Excerpted records ::
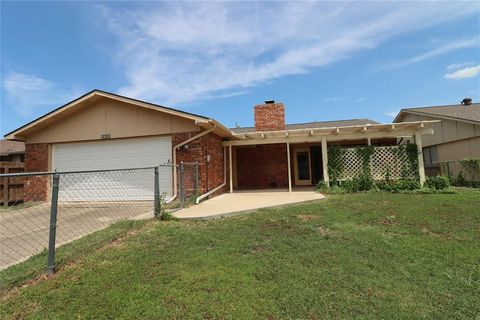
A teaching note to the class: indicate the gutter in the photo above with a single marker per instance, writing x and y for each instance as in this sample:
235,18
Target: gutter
175,148
203,196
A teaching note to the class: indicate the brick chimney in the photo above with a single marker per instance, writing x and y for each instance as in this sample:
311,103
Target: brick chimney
269,116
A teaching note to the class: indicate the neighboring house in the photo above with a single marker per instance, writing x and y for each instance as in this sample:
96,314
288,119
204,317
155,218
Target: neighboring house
455,138
101,130
12,151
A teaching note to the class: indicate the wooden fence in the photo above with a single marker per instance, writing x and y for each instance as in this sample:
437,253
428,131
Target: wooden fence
11,189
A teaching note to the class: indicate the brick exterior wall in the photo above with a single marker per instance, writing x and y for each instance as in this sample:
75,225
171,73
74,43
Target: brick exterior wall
262,166
36,160
211,173
269,117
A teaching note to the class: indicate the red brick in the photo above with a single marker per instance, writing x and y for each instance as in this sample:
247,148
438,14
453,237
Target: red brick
211,173
262,166
269,117
36,160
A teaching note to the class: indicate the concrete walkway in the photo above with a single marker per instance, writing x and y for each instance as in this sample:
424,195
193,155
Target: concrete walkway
229,204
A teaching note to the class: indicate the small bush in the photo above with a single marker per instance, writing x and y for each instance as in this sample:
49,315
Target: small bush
398,185
437,183
321,185
408,184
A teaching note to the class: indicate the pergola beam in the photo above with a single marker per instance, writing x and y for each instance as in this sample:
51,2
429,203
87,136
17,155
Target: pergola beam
326,177
289,169
421,165
318,138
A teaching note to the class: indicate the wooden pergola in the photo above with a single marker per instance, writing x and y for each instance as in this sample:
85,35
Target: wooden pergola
330,134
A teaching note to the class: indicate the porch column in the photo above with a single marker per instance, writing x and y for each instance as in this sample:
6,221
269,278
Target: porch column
326,179
421,166
289,169
230,166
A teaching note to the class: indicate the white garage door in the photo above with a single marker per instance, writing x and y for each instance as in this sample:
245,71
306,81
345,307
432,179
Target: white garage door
113,154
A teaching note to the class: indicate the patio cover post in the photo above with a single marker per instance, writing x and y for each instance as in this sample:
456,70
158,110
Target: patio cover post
421,167
288,168
326,179
230,167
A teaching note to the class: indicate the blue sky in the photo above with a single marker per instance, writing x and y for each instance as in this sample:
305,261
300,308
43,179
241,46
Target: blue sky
324,60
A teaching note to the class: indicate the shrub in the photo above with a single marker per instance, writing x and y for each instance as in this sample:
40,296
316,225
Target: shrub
321,185
408,184
351,185
437,183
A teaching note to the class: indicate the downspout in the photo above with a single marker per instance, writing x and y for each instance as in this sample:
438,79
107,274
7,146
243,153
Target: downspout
203,196
175,148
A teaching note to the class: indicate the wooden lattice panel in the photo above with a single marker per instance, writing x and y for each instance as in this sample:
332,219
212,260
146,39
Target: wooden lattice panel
352,164
391,159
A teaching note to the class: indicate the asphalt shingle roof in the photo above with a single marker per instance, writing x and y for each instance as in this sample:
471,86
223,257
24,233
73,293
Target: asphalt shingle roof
11,147
315,125
457,111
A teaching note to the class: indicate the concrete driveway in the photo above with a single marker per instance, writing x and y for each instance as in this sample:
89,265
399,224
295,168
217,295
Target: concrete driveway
229,204
24,230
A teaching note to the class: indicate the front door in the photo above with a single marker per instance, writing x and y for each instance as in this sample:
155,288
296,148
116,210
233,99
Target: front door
303,172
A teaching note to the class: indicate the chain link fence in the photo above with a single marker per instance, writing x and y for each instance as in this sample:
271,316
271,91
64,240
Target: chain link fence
55,208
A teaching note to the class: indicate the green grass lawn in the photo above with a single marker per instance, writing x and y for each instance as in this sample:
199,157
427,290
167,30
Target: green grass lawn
383,256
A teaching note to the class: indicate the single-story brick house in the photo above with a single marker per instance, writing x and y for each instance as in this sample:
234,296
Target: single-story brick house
101,130
455,138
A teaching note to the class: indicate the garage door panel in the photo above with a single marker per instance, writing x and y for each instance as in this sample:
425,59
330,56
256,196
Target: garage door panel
113,154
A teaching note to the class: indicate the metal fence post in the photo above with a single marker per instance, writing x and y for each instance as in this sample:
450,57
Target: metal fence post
53,224
181,191
197,188
157,204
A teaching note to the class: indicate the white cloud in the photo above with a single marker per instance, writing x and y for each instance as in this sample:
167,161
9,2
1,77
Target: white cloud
177,52
335,99
29,92
444,49
391,114
463,73
460,65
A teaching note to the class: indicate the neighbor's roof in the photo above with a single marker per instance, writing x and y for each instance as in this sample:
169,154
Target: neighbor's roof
11,147
315,125
17,134
459,112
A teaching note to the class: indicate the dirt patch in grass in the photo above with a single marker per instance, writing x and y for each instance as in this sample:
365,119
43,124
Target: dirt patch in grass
308,217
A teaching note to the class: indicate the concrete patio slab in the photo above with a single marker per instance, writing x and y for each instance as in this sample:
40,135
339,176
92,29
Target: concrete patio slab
230,204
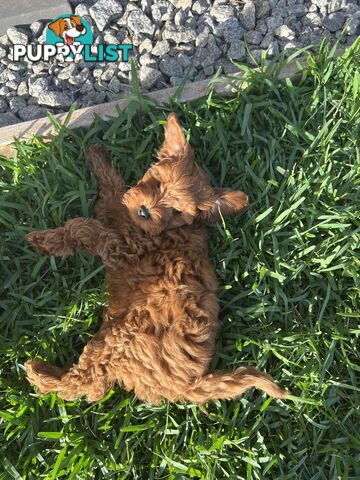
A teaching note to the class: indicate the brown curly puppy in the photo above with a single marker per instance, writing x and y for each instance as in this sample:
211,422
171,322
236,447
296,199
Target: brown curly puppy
158,333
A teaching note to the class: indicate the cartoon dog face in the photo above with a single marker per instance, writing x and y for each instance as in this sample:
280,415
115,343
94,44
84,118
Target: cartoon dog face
68,28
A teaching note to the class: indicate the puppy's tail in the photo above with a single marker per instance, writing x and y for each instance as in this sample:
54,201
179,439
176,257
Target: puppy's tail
226,385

Short exercise ::
Print each line of the material above exactly, with the pictures removed from your copy.

Full solution ::
A teaching note to the class: indicate the gutter in the photo above with a single marker per instance, writing x and y for each instance as in this sample:
235,18
Target: gutter
175,148
203,196
A teaching note to the class: indicate the brick chimney in the photo above with a single marker per instance, writing x and y for each instance as in this sample:
311,103
Target: brick chimney
269,116
A teaching note to the class: indicate the neighboring house in the photo above with a single marker per instance, writing x and y for each instance as in this sample:
96,314
288,119
204,317
155,218
Target: neighboring house
455,138
101,130
12,151
A teaching note to the class: indicate the wooden fence in the photo above with a single marker per instance, writing x and y for each instance as in this sample:
437,253
428,131
Target: wooden fence
11,189
A teaching note to the class: indicate the brick exterior wall in the photo above with a single marker per instance, writing x and y for each instance as in this sample:
75,225
171,73
74,43
Target: brick exterior wall
262,166
36,160
211,173
269,117
A teaching note to the class: indicate the red brick in the photo above with a single marker per instance, writing x and y for each instance as in this sample:
247,148
438,14
453,237
Target: red brick
211,173
262,166
269,117
36,160
A teaching note to the class: indicate the concrete walkway in the photo above with a single marker per instance, writing x and y for each instance as in this sample:
424,195
193,155
Target: concrete walkway
229,204
A teaching note to the class: indicate the small bush in the photo above with a single marker per instance, writing x and y for each instance as in this sample:
49,315
Target: small bush
398,185
437,183
321,185
408,184
A teaching note to the class: indicate the pergola beam in the photo above with a single marker per instance, writing x and y for each instance as in this sample:
51,2
429,203
87,136
17,155
Target: pergola beam
326,177
289,169
421,165
318,138
A teaching note to the class: indicate the wooden pergola in the photo above with a single marker per instance, writing x and y for each instance as in this sample:
85,35
Target: wooden pergola
330,134
A teaching note to the class: indicate the porch column in the photo above with a single marker per instance, writing x and y for each instance as in this sample:
6,221
269,278
Target: porch column
326,179
421,166
289,169
230,166
A teaching note to the class: indicate the white garage door in the photo above with a single marker per instance, writing x and y for each instance as in this sample:
245,71
306,81
345,307
432,179
Target: white garage door
113,154
A teaching note to the class: indicate the patio cover post in the photo above with a single marker per instance, writing x and y for each instance as in this sample:
456,70
158,110
Target: patio cover post
421,167
288,168
326,179
230,167
A teaching note to the class: indicate the blue sky in the photo above with a single marker per instance, writing x and y for each instance as in this sample:
305,261
300,308
43,179
241,46
Target: blue sky
324,60
A teaching note to the class: indicate the shrub in the photo above with a single marker per instance, writing x and y for each instance as in this sample:
40,296
316,225
Target: shrub
321,185
408,184
351,185
437,183
A teaching note to the class: indicate the downspout in the photo above with a single marker per instance, writing x and y for each instance as in this sample:
438,79
107,274
7,146
243,153
Target: downspout
203,196
175,148
A teaching note to the class: indicate the wooden lattice panel in the photo above with a single marker per instance, writing x and y for each instance as in this sample:
332,219
212,260
146,39
Target: wooden lattice panel
352,164
391,159
A teaching note to the class: indicate the asphalt shingle roof in the photo above with a single marker per instance, writing x and y for each instance as in this sample:
471,86
223,257
24,233
73,293
Target: asphalt shingle roof
11,147
315,125
457,111
A teaching note to the class: indicate the concrete driveway in the photo above with a single marker per instance, writing x and y for each instance as in this sample:
89,265
399,224
295,168
217,295
Target: concrete driveway
229,204
24,230
A teaching note to the class: indicate the front door in the photo above with a single marker per instance, writing x and y for each instance as in this sample:
155,288
296,148
116,210
233,99
Target: front door
303,172
A teaching note to the class: indicate the chain link fence in the photo above with a single marker per instance, writing x and y for each instance as in this sample:
271,316
271,91
64,240
Target: chain link fence
55,208
A teaching note to the class: indicate the green grass lawn in the photo above with a single marker per instance, writing x and y for each instance as in this sample:
199,157
427,290
167,30
Target: green grass lawn
383,256
A teaching note to the class: indicate the single-story brick house in the photo above with a single marker per instance, writing x and y for each instance as in this sample:
234,296
Target: single-story brick house
101,130
455,138
A teaching note to the class: indicate the garage door panel in the photo above with a single marker per instance, writing x and y for each instance as in this sample:
425,59
330,56
256,196
Target: garage door panel
113,154
A teaching note to the class: indicate the metal fence post in the photo above with a single marker per instance, writing x and y for each instance as in this sample:
450,57
Target: metal fence post
53,224
181,191
197,188
157,204
A teaching note to the class: indicate the white cloud in the photo above with a single marker per instance, writing x and y for each instance as in this sample:
167,161
9,2
1,77
Target: white cloud
177,52
335,99
29,92
444,49
391,114
463,73
460,65
A teaching note to the class: indicate the neighbor's roof in the photo above with a single marker per instance, writing x and y for each instance as in this sample:
169,154
Target: neighbor's roof
11,147
315,125
17,134
459,112
A teaching note to the class: indicate the dirt patch in grass in the photo above with a single marker per instance, writing x and y for each instance as in this sample:
365,119
43,124
Target: dirt patch in grass
308,217
A teaching note to the class: indicate the concrete patio slab in the photo above with a single marker per instance, writing x and y for each instance as in this sample:
40,135
339,176
92,29
Target: concrete patio slab
230,204
A teaching note to the class: indicate the brown curly puppy in the photo above with a single marker per instance, writing x and y for each instance as in this sample:
211,422
171,322
236,447
296,199
Target: brown curly puppy
158,333
A teaching note to the class: indicate the cartoon dog face in the photo above with a single marker per instance, writing x and y for each instance as in this sample:
280,415
115,343
94,44
84,118
Target: cartoon dog face
68,28
A teaching note to the class: indicate the puppy's tail in the photo above with a single marker per instance, writing x and y for each instance as in this sample:
54,201
179,439
176,257
Target: puppy's tail
226,385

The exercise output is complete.